Exercise 1:
According to the article on the Breonna Taylor raid, how many of the officers' shots struck Taylor?
Exercise 2:
Repeat everything from "Kenneth Walker, Taylor’s boyfriend, who" down to "in her apartment." in the article on the Breonna Taylor raid, replacing "intruders" with "burglars".

Quoted passage:
--

Officer in raid says Breonna Taylor ‘didn’t deserve to die’

Sergeant Jonathan Mattingly expressed sympathy for the relatives of Taylor, whose death has sparked outrage across the United States.

A grand jury's decision not to charge police officers in the killing of Breonna Taylor sparked protests [File: Eduardo Munoz/Reuters]

In his first public comments since Breonna Taylor was killed by Louisville police seven months ago, one of the officers involved said he would have conducted the raid differently and said the incident would be with him for the rest of his life.

In an interview with ABC News and the Courier Journal newspaper, Sergeant Jonathan Mattingly expressed sympathy for the relatives of Taylor, whose death has been one focus of nationwide protests against police brutality and racism this year.

“I feel for her. I hurt for her mother and for her sisters,” Mattingly, a two-decade veteran of the Louisville Metro Police Department, said in the interview.

“It’s not just a passing, ‘Oh, this is part of the job, we did it and move on.’ It’s not like that. I mean, Breonna Taylor is now attached to me for the rest of my life. And that’s not again, ‘Woe is me.’ That’s me feeling for them.”

A counter-protester holds a sign that reads  at a Back the Blue rally in Massachusetts [Katherine Taylor/Reuters]

Mattingly said that Taylor, a Black emergency medical technician who was shot and killed during a botched police raid of her apartment in Louisville, Kentucky in the early hours of March 13, “didn’t deserve to die”.

Advertisement

Kenneth Walker, Taylor’s boyfriend, who was with her when the police burst into the home, fired once at what he said he believed were criminal intruders, wounding Mattingly.

Three police officers responded with 32 shots, six of which struck Taylor, killing her. The officers have said they repeatedly identified themselves while executing a search warrant in relation to a drug investigation focused on Taylor’s ex-boyfriend. No drugs were found in her apartment.

Mattingly, 44, said one of the things he would have done differently would have been to burst into the apartment more quickly without giving her time to move towards the door.

Mattingly said the police knocked multiple times and repeatedly said, “Police, search warrant!”

Protesters march during a march after a grand jury decided not to bring homicide charges against police officers involved in the fatal shooting of Breonna Taylor, in Louisville, Kentucky [File: Eduardo Munoz/Reuters]

“We expected that Breonna was going to be there by herself. That’s why we gave her so much time. And in my opinion, that was a mistake,” Mattingly said.

--

Entries shown:
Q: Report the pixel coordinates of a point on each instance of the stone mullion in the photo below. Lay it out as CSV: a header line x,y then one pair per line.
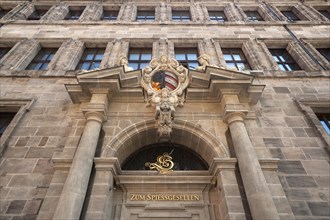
x,y
74,191
57,12
232,13
250,48
206,46
22,55
300,56
257,192
220,59
269,63
106,57
69,55
20,12
92,12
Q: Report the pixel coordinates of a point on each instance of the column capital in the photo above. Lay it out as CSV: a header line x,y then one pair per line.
x,y
231,117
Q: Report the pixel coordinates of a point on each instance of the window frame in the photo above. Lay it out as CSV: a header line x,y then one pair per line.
x,y
145,15
113,15
41,63
140,51
181,15
253,16
221,17
83,59
186,62
232,52
279,53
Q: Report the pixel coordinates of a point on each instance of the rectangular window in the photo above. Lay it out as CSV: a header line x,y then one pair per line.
x,y
235,59
187,57
43,58
290,16
325,121
180,15
138,58
37,14
325,52
73,15
145,15
325,13
3,12
91,59
5,119
109,15
217,16
253,16
3,51
284,60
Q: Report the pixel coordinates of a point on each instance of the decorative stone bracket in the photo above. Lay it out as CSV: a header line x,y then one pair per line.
x,y
164,82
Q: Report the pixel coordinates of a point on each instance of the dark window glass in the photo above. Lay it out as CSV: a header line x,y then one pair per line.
x,y
325,121
73,14
3,51
235,58
138,58
180,15
145,16
91,59
253,16
3,12
183,158
43,58
325,52
325,13
187,57
109,15
217,16
5,119
284,60
37,14
290,15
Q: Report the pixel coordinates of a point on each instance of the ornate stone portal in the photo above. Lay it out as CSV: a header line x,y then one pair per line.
x,y
164,82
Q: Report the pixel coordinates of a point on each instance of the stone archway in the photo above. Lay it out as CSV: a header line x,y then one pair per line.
x,y
185,133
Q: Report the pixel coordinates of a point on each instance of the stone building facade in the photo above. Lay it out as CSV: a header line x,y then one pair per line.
x,y
245,126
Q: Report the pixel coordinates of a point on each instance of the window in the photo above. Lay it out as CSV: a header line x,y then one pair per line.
x,y
73,14
138,58
284,60
91,59
109,15
217,16
235,59
325,52
325,121
5,119
145,16
3,12
290,16
180,15
325,13
37,14
43,58
253,16
187,57
3,51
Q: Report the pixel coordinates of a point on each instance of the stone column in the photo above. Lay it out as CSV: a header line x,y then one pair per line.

--

Expected answer 1:
Six

Expected answer 2:
Kenneth Walker, Taylor’s boyfriend, who was with her when the police burst into the home, fired once at what he said he believed were criminal burglars, wounding Mattingly.

Three police officers responded with 32 shots, six of which struck Taylor, killing her. The officers have said they repeatedly identified themselves while executing a search warrant in relation to a drug investigation focused on Taylor’s ex-boyfriend. No drugs were found in her apartment.